#### Parts of the exercise:
• 1. Decide whether each of the following statements agrees with the hash table thread, answering yes or no and quoting the deciding words: (a) the bucket counts printed by ./distrib came from using lrand48() to choose buckets; (b) the reply identifies 75% occupancy as the actual problem with the test; (c) the reply recommends using at least jhash.
• 2. In the hash table thread, which hash function was used for the 75% occupancy test?

Re: [PATCH 0/1] Rosebush, a new hash table

Kent Overstreet <kent.overstreet@xxxxxxxxx> · Sun, 25 Feb 2024 00:51:06 -0500

On Sun, Feb 25, 2024 at 05:01:19AM +0000, Matthew Wilcox wrote:
> On Sat, Feb 24, 2024 at 10:18:31PM -0500, Kent Overstreet wrote:
> > On Sat, Feb 24, 2024 at 10:10:27PM +0000, David Laight wrote:
> > > I remember playing around with the elf symbol table for a browser
> > > and all its shared libraries.
> > > While the hash function is pretty trivial, it really didn't matter
> > > whether you divided 2^n, 2^n-1 or 'the prime below 2^n' some hash
> > > chains were always long.
> > 
> > that's a pretty bad hash, even golden ratio hash would be better, but
> > still bad; you really should be using at least jhash.
> 
> There's a "fun" effect; essentially the "biased observer" effect which
> leads students to erroneously conclude that the majority of classes are
> oversubscribed.  As somebody observed in this thread, for some usecases
> you only look up hashes which actually exist.
> 
> Task a trivial example where you have four entries unevenly distributed
> between two buckets, three in one bucket and one in the other.  Now 3/4
> of your lookups hit in one bucket and 1/4 in the other bucket.
> Obviously it's not as pronounced if you have 1000 buckets with 1000
> entries randomly distributed between the buckets.  But that distribution
> is not nearly as even as you might expect:
> 
> $ ./distrib
> 0: 362
> 1: 371
> 2: 193
> 3: 57
> 4: 13
> 5: 4
> 
> That's using lrand48() to decide which bucket to use, so not even a
> "quality of hash" problem, just a "your mathematical intuition may not
> be right here".

well, golden ratio hash - hash_32(i, 32)
0: 368
1: 264
2: 368
3: 0

but your distribution actually is accurate in general, golden ratio hash
is relly nice for sequential integers. the actual problem with your test
is that you're testing 100% occupancy - no one does that.

75% occupancy, siphash:
0: 933
1: 60
2: 6
3: 1
4: 0

that looks about right to me.

#### Data section:
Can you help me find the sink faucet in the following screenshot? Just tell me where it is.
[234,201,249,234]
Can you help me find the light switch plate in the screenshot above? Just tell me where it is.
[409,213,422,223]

#### Full answers:
• 1.
(a) Yes: "That's using lrand48() to decide which bucket to use"
(b) No: "the actual problem with your test is that you're testing 100% occupancy - no one does that."
(c) Yes: "you really should be using at least jhash."

• 2. Siphash.